Exercise: Reproduce verbatim the lines of the material below, starting with the line that contains "UI grounding task. Element to find: yellow" and continuing through the last line of the material.

··········

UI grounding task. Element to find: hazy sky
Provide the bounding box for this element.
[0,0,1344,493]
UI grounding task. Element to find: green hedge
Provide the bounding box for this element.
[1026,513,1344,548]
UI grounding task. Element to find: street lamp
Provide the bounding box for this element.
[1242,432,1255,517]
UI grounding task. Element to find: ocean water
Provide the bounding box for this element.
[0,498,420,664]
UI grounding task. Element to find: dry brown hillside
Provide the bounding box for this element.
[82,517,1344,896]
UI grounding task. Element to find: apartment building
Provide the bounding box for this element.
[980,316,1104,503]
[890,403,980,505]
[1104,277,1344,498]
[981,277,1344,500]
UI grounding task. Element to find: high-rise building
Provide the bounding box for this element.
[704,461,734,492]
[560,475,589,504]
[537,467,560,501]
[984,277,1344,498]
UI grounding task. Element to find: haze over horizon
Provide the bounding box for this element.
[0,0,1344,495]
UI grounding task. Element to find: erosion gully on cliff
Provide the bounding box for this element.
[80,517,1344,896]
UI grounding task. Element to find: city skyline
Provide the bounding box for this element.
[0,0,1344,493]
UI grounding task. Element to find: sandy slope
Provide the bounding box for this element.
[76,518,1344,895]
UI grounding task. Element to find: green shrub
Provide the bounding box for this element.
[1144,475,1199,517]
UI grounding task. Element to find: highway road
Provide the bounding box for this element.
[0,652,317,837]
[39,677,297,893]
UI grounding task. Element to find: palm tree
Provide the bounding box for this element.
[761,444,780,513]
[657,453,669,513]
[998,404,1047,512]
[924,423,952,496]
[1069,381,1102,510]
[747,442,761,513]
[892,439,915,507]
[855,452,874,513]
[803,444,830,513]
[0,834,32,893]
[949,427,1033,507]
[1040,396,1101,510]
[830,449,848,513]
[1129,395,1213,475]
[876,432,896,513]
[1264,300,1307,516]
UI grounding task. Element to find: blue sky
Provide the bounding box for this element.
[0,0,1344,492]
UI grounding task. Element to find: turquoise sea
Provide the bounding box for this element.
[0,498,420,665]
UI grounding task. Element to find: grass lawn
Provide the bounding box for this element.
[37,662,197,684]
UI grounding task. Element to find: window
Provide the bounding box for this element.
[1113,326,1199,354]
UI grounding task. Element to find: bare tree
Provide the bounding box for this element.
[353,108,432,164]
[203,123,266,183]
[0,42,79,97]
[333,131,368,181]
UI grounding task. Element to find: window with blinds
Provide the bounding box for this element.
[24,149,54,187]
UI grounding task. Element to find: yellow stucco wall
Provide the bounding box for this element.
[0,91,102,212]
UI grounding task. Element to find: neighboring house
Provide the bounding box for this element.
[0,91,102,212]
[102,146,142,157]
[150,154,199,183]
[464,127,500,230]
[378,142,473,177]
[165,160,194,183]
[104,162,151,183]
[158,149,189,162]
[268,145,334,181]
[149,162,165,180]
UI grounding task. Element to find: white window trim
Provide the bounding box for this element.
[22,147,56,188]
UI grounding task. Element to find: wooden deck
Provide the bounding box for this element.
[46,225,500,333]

··········

Result of this task:
UI grounding task. Element to find: yellow stucco wall
Provide the bounding box for this element.
[0,91,102,212]
UI grounding task. Element to find: neighboring house
Provide the bounding box for this element.
[0,91,102,212]
[102,146,142,157]
[150,154,199,183]
[464,127,500,230]
[378,142,473,177]
[165,160,194,183]
[104,162,151,183]
[158,149,189,162]
[268,145,334,181]
[149,162,165,180]
UI grounding task. Element to find: white window trim
Provide the bounding box for this element.
[22,147,56,188]
UI grounding task. Element to find: wooden deck
Provide the bounding box for this element.
[46,225,500,333]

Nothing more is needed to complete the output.